◆ **Page extract**:
The B.C. government has finally ’fessed up — those B.C. Hydro dividends are not really dividends after all. It’s time politicians stopped playing shell games with the public’s money. Energy Minister Bill Bennett has made a start.

The B.C. government has finally ’fessed up — those B.C. Hydro dividends are not really dividends after all. It’s time politicians stopped playing shell games with the public’s money.

Energy Minister Bill Bennett has made a start. Hydro has paid billions of dollars to the province over the past decade, ostensibly to allow taxpayers — who are also the shareholders — to share in the utility’s profits, but Bennett says most of that money was borrowed. He says it’s an unsustainable practice and has committed to change it in 2018, a year after the next election.

It has been a long time coming. In 2011, John Doyle, auditor general at the time, investigated the financial workings of B.C. Hydro and said Hydro and the government should change their ways.

◆ **Required action 1**: From the B.C. Hydro dividends piece, extract the stretch from "Energy Minister Bill Bennett has made a start. Hydro" through "change their ways." word for word.
◆ **Required action 2**:
Answer these from the B.C. Hydro dividends piece:
(a) Who is the energy minister named in it?
(b) In what year has he committed to change the dividend practice?
(c) Who was auditor general when B.C. Hydro's finances were investigated in 2011?

Natural-language object grounding data:

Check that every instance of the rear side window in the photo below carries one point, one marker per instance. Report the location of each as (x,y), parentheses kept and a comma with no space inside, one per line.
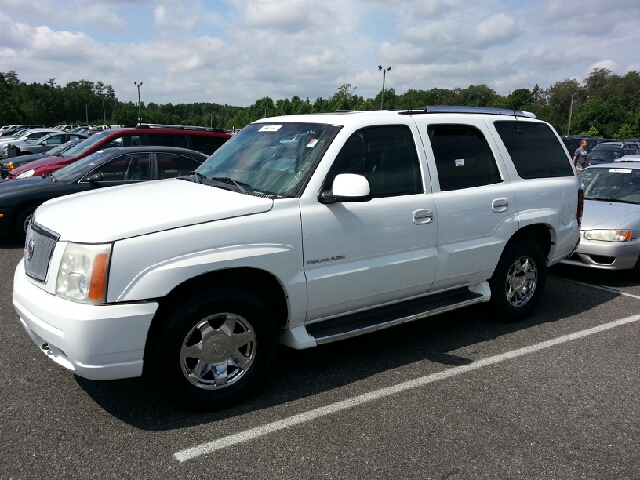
(534,149)
(463,157)
(168,139)
(206,144)
(171,166)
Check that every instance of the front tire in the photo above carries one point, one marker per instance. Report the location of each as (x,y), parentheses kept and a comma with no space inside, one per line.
(214,349)
(518,281)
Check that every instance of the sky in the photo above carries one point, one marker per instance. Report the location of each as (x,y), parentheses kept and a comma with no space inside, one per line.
(237,51)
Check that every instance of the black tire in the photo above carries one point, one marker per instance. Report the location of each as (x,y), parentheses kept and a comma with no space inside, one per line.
(201,374)
(21,221)
(636,270)
(518,281)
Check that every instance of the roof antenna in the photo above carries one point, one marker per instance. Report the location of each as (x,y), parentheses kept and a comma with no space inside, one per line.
(518,131)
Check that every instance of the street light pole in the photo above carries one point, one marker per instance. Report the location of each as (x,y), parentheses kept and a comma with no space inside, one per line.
(570,112)
(384,74)
(138,85)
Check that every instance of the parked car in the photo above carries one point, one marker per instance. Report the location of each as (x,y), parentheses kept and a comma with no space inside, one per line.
(9,164)
(572,143)
(610,231)
(629,158)
(44,144)
(609,151)
(28,136)
(105,168)
(15,128)
(302,229)
(201,139)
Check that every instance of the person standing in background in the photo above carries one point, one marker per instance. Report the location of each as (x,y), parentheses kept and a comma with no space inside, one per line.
(581,157)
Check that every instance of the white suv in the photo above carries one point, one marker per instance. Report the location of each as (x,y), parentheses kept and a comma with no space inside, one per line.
(301,230)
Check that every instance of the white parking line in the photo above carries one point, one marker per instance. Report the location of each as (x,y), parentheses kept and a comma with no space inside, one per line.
(263,430)
(599,287)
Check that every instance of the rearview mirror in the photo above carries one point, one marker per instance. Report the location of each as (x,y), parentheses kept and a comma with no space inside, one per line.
(347,187)
(94,177)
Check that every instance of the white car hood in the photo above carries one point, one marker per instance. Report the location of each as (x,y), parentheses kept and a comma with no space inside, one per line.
(113,213)
(609,215)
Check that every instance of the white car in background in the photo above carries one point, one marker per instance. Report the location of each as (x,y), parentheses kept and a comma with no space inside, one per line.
(610,230)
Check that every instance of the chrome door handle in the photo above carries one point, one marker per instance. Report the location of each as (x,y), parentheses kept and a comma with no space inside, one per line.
(422,217)
(500,205)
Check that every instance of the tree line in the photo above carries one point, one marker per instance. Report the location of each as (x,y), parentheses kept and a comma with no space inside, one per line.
(603,104)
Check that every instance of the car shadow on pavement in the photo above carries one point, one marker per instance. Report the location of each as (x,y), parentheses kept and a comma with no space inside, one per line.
(298,375)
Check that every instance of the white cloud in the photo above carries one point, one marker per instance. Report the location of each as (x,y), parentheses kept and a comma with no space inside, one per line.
(495,29)
(237,51)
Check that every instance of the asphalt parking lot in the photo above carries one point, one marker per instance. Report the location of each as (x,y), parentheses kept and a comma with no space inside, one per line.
(456,396)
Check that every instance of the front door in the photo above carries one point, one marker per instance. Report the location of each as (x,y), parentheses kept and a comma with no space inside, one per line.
(362,254)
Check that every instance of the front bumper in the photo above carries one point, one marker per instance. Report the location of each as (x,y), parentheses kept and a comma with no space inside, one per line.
(98,342)
(605,255)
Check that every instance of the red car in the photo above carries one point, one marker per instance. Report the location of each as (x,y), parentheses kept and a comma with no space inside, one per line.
(205,140)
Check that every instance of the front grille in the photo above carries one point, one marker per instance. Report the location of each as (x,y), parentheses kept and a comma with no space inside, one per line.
(38,248)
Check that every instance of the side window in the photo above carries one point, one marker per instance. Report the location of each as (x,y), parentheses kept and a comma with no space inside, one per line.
(206,144)
(463,157)
(168,140)
(534,149)
(171,166)
(133,166)
(55,140)
(386,156)
(125,141)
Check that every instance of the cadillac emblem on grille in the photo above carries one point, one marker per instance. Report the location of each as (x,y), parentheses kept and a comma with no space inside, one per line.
(29,249)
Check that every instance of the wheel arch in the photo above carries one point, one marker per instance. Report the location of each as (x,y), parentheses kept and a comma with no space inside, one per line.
(539,233)
(258,282)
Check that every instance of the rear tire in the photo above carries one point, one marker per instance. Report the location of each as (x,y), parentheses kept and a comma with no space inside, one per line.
(213,349)
(518,281)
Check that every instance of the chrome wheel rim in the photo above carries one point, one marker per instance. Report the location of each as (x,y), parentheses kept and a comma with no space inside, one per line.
(522,279)
(218,351)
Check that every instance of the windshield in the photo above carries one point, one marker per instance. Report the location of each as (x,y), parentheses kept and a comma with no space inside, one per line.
(77,169)
(55,151)
(611,184)
(605,155)
(85,144)
(270,158)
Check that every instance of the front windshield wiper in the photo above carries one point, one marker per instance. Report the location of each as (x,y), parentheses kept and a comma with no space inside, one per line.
(227,180)
(609,199)
(193,177)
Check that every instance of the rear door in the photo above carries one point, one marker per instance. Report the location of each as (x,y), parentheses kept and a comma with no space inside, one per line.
(361,254)
(475,202)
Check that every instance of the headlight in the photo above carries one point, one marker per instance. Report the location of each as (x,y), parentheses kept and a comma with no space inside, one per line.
(608,235)
(82,276)
(28,173)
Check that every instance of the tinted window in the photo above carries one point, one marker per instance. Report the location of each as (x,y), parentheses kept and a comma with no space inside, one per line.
(132,166)
(169,140)
(386,156)
(534,149)
(463,157)
(206,144)
(171,166)
(124,141)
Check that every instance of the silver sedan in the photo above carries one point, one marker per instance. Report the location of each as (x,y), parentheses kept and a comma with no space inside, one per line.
(610,231)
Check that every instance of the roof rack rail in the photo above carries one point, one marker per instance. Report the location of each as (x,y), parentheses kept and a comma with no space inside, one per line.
(463,109)
(180,127)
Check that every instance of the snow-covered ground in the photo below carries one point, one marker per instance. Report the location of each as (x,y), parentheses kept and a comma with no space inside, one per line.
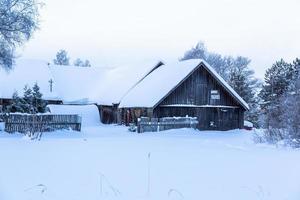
(108,162)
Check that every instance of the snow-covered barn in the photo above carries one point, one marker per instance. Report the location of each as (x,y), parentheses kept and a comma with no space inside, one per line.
(122,94)
(184,88)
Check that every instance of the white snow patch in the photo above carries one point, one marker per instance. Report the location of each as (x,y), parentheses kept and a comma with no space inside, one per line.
(89,113)
(108,162)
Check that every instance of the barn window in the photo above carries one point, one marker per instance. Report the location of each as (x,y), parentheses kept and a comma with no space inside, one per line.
(214,94)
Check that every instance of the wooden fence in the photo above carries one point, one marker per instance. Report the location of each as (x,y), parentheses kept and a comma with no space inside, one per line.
(24,123)
(146,124)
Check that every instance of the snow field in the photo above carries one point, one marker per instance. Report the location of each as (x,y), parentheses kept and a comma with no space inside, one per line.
(108,162)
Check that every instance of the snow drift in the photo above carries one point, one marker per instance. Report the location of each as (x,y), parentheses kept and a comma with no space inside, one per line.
(89,113)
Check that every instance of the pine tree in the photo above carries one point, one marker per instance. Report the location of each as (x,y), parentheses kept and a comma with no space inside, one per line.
(38,103)
(199,51)
(62,58)
(16,105)
(27,100)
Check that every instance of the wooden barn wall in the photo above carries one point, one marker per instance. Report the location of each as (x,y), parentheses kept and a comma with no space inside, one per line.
(195,90)
(209,118)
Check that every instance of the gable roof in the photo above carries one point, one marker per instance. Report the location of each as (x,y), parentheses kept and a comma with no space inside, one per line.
(161,82)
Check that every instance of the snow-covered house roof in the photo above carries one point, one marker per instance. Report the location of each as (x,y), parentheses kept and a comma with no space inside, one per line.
(26,72)
(158,84)
(71,84)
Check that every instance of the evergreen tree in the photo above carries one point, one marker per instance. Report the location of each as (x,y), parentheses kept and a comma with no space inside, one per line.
(277,82)
(27,101)
(199,51)
(78,62)
(16,105)
(38,103)
(236,72)
(86,63)
(62,58)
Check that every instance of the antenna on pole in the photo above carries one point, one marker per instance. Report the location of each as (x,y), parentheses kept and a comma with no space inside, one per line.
(51,84)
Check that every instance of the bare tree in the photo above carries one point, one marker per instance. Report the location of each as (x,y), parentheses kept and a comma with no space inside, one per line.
(18,21)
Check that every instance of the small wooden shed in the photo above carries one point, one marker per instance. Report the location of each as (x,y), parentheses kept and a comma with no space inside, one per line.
(185,88)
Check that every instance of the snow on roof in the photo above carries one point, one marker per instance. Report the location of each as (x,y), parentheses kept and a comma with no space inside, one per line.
(76,85)
(161,81)
(116,82)
(226,85)
(89,113)
(71,84)
(26,72)
(157,84)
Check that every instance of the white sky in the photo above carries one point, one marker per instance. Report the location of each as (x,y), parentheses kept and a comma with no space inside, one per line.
(110,32)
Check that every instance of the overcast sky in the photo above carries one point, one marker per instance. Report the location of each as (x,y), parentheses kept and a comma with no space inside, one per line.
(122,31)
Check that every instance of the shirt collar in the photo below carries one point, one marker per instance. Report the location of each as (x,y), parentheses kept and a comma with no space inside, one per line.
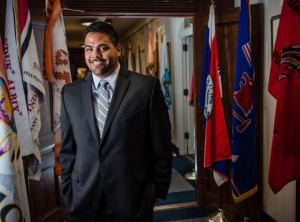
(111,79)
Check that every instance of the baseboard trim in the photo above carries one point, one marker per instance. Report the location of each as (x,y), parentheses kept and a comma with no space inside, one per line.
(176,206)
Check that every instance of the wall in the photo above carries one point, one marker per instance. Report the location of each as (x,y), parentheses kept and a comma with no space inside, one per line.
(138,36)
(281,206)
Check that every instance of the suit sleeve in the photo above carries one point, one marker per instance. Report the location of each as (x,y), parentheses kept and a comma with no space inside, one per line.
(160,128)
(68,147)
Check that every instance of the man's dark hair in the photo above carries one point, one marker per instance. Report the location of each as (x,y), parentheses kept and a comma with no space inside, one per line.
(104,28)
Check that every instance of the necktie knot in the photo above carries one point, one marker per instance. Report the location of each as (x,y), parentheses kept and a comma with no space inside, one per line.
(104,84)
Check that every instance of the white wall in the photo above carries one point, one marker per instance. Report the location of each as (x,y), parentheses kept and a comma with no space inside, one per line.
(140,37)
(281,206)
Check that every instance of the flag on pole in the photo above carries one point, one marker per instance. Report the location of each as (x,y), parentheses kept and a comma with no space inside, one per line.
(33,82)
(13,56)
(13,195)
(57,65)
(217,153)
(150,56)
(284,85)
(244,164)
(165,72)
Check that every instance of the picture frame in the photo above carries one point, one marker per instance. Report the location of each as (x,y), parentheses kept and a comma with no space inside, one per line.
(81,72)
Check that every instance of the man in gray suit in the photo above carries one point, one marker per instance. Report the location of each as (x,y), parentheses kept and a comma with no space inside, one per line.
(113,169)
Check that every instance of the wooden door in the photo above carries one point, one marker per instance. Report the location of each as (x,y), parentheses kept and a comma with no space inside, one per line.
(209,194)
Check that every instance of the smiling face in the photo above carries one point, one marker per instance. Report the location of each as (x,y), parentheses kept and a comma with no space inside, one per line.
(101,56)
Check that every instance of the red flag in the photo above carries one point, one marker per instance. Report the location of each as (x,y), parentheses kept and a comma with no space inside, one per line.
(284,85)
(217,153)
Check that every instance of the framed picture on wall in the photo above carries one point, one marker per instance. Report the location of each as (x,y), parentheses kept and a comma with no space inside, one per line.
(274,27)
(81,72)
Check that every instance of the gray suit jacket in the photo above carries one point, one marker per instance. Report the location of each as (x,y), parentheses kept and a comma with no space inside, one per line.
(132,163)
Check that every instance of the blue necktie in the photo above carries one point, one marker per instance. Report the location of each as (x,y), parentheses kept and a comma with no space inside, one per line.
(102,95)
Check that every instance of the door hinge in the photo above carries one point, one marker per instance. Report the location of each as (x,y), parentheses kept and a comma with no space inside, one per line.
(185,92)
(185,47)
(186,135)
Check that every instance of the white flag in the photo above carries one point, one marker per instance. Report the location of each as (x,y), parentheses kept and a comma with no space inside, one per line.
(57,63)
(13,195)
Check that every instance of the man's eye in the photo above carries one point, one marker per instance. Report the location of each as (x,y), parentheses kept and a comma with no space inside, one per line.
(102,48)
(88,49)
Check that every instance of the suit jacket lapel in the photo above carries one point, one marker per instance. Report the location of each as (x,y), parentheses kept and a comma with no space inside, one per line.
(87,99)
(119,93)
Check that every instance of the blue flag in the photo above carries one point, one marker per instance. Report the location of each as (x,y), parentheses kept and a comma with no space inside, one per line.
(244,164)
(205,68)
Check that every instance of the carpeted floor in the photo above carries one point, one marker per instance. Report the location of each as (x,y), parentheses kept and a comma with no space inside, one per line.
(181,191)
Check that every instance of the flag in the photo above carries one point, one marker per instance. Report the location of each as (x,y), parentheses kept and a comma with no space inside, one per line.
(34,84)
(13,194)
(129,60)
(57,65)
(244,164)
(284,84)
(15,77)
(165,72)
(217,153)
(150,56)
(205,70)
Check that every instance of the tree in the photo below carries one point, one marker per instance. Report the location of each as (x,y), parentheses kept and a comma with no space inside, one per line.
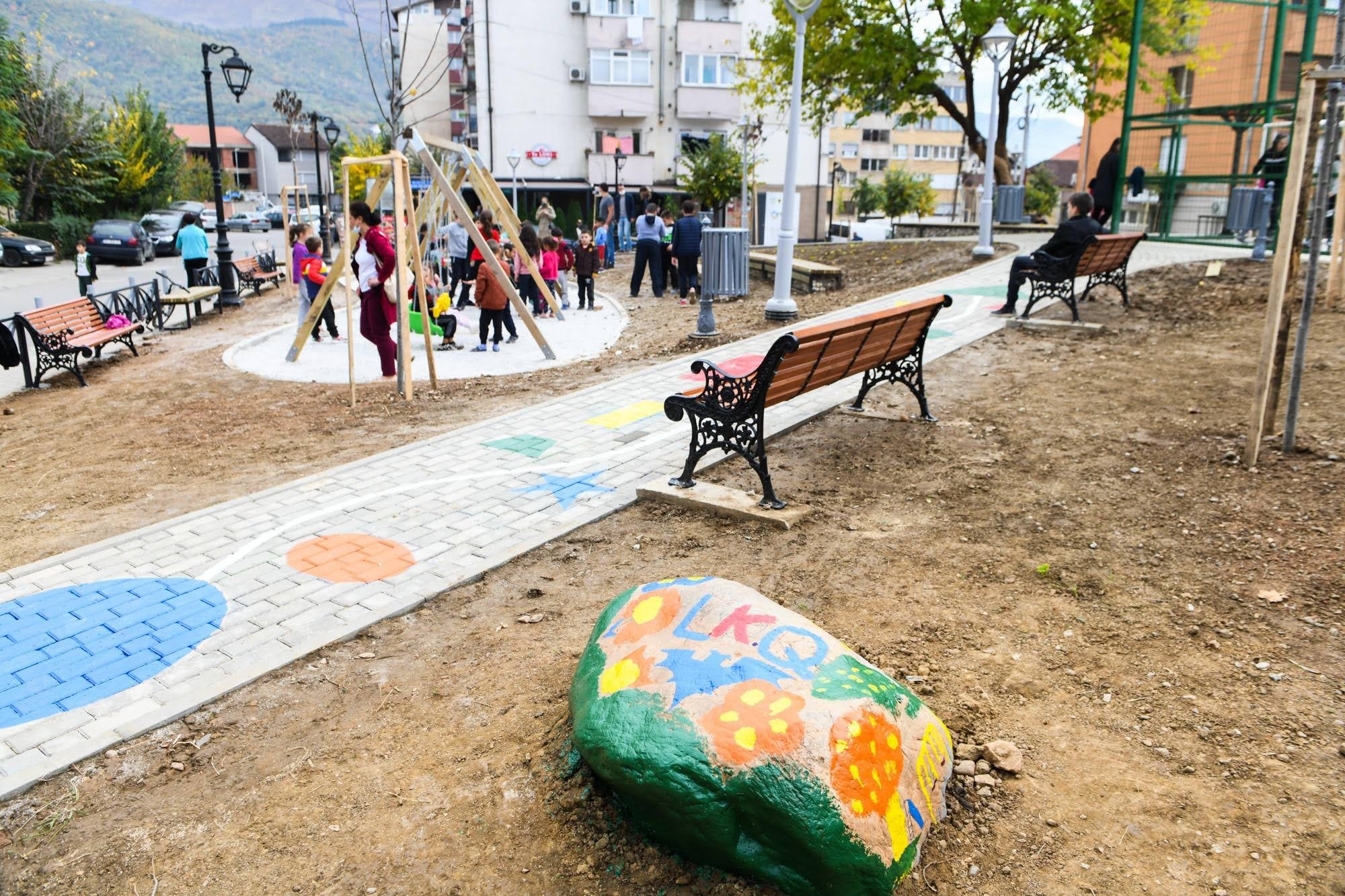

◆ **Response 1**:
Energy Minister Bill Bennett has made a start. Hydro has paid billions of dollars to the province over the past decade, ostensibly to allow taxpayers — who are also the shareholders — to share in the utility’s profits, but Bennett says most of that money was borrowed. He says it’s an unsustainable practice and has committed to change it in 2018, a year after the next election.

It has been a long time coming. In 2011, John Doyle, auditor general at the time, investigated the financial workings of B.C. Hydro and said Hydro and the government should change their ways.

◆ **Response 2**:
(a) Bill Bennett
(b) 2018
(c) John Doyle